Task directions
Reproduce every one of the records below word for word, with no changes.

======== Excerpted records

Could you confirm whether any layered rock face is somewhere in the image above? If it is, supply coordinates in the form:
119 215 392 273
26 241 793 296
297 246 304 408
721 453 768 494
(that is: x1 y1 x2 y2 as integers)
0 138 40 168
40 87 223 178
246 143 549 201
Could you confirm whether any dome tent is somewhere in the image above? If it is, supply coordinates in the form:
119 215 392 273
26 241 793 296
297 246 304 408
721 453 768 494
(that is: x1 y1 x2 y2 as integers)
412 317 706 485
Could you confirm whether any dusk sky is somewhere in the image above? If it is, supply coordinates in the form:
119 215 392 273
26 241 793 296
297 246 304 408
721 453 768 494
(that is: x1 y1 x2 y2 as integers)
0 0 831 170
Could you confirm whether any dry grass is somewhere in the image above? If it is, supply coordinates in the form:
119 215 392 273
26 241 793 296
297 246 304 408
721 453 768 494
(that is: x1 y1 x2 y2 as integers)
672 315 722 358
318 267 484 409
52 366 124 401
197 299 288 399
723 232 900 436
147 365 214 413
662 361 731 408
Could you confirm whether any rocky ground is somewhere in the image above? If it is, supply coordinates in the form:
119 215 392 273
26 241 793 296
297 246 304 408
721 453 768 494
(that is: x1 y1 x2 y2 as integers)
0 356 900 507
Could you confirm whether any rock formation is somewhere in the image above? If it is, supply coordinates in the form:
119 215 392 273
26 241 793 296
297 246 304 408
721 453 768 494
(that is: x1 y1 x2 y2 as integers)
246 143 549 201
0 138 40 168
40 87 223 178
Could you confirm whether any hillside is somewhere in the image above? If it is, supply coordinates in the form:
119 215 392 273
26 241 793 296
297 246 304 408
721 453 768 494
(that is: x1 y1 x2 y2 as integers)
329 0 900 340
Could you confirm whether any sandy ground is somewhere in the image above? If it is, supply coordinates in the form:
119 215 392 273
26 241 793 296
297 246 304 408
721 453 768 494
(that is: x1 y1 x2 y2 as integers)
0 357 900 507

================

Output
Could you confirm whether any layered rock face is somewhere in the image above? If it is, supply coordinates in the form:
119 215 392 273
26 241 793 296
297 246 304 408
721 453 768 494
(that is: x1 y1 x2 y2 as integers)
0 138 40 168
40 87 223 178
246 143 549 201
Could you confirm whether any dome tent is somewhere in the image above? If it is, supply coordinates in the form:
119 215 392 273
26 241 793 296
297 246 304 408
721 453 768 494
(that is: x1 y1 x2 y2 as integers)
412 317 706 485
Could you confirm whether any dusk sky is somewhere in the image above? If it is, supply coordinates in the form:
119 215 392 273
26 241 793 296
297 246 304 408
721 453 768 494
(that is: x1 y1 x2 y2 as integers)
0 0 831 170
Could you confirm whether any dry grass is somewhere in the image above? If it is, supply coordinates in the form:
119 215 392 273
26 241 793 296
297 246 304 408
721 453 768 494
(that is: x1 y1 x2 y2 as integers)
672 315 722 358
318 267 484 409
52 366 124 401
197 299 288 399
723 232 900 436
147 365 214 413
662 361 731 408
Could you confirm whether any rocky ground is somewhere in the image above? If it is, supply coordinates in the form:
119 215 392 273
26 241 793 296
297 246 304 408
721 453 768 494
(that is: x1 y1 x2 y2 as integers)
0 356 900 507
Could you confirm whether any rock formation is somewhere in the image above? If it is, supply coordinates in the form:
119 215 392 273
26 241 793 296
297 246 304 408
721 453 768 494
(that is: x1 y1 x2 y2 as integers)
246 143 549 201
0 138 40 168
40 87 223 178
Could you confirm whether any hillside is somewhere in the image above? If it is, supply coordinates in the form:
119 215 392 273
26 241 793 296
297 246 304 408
721 453 768 494
(that is: x1 y1 x2 y2 as integers)
329 0 900 340
Could you confirm whether any sandy ground is somewhere in the image above? If it is, supply coordinates in the form:
119 215 392 273
26 241 793 296
297 246 304 408
721 453 768 494
(that is: x1 y1 x2 y2 as integers)
0 357 900 507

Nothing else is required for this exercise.